TEXT PROVIDED:
— Start —

# IMPORTS

- pandas -> data manipulation
- sqlalchemy -> database connection
- pymysql -> mysql connector
- openpyxl -> handling excel files
- os -> to access os variables
- dotenv -> to keep secret values in .env

In [1]:
import pandas as pd
from sqlalchemy import create_engine
import pymysql
import openpyxl
import os
from dotenv import load_dotenv

import mysql.connector

# Connect to local DB

Using the dotenv lib to keep my user/password secret and not accidently commit to github. Even though we are working with a Docker image locally. 

## [First Attempt]
Welp, looks like there were several issues we had to deal with: 
- First the lib `mysql-connector` does not work nicely with the version of MySQL (v9.2) I am running. Anything over 8.0 starting using a new authentication type (caching_sha2_password). Had to uninstall my-connector, and install `my-connector-python`. 
- Even after installing the new lib the issues persisted. I eventually closed everything, deleted my venv and recreated it. That seems to fix the issue. 

In [9]:
load_dotenv()

db_user = os.getenv("DB_USER")
db_password = os.getenv("DB_PASSWORD")

— End —

DATA BLOCK:
— Start —

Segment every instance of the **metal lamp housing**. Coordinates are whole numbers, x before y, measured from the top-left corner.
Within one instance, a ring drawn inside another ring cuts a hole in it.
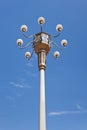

— End —

TASKS TO PERFORM:
• 1. Summarize the notebook on connecting to a local MySQL database in two sentences.
• 2. Extend the notebook on connecting to a local MySQL database, picking up right after its final line.

ANSWERS:
• 1. The notebook imports pandas, SQLAlchemy, PyMySQL, openpyxl, os and dotenv, and it uses dotenv to keep the database user and password secret so they are not accidentally committed to GitHub, even though the work is done locally with a Docker image. On the first attempt, the mysql-connector library did not work with MySQL 9.2 because versions over 8.0 use the caching_sha2_password authentication, and the problem persisted after switching libraries until the virtual environment was deleted and recreated.

• 2.
db_host = "127.0.0.1"
db_name = "data_science"
engine = mysql.connector.connect(user=db_user, password=db_password, host=db_host, database=db_name)

# Run simple command to test connection
cur = engine.cursor()
cur.execute("SELECT CURDATE()")
row = cur.fetchone()
print("Current Date is: {0}".format(row[0]))

Current Date is: 2025-03-18


In [None]:
# Read csv file in dataframe
df_csv = pd.read_csv("data\dog_license_2017_data.csv")
print(df_csv.head())

# Attempt to load dataframe into DB table
df_csv.to_sql(name="dog_license_2017_data", con=engine, if_exists="replace", index=False)

Lets try doing some simple `SELECT` statements

In [None]:
cur.execute("SELECT * FROM dog_license_2017_data")
rows = cur.fetchall()

for row in rows:
    print(row)

In [11]:
cur.execute("SELECT * FROM dog_license_2017_data ORDER BY ValidDate")
row = cur.fetchone()

print(row)

('Dog Individual Spayed Female', 'LABRADOR RETRIEVER', 'BLACK', 'MARTICIA', 15101, 2017, None)


Welp looks like more issues. Seems Pandas DF only likes to work with certain lib. Trying again with `sqlalchemy` and `pymysql`

## [Second Attempt]

In [None]:
import pandas as pd
import pymysql
from sqlalchemy import create_engine

load_dotenv()

db_user = os.getenv("DB_USER")
db_password = os.getenv("DB_PASSWORD")
db_host = "127.0.0.1"
db_name = "data_science"

engine = create_engine("mysql+pymysql://" + db_user + ":" + db_password + "@" + db_host + "/" + db_name)
df_csv.to_sql('dog_license_2017_data', con = engine, if_exists = 'replace',index = False)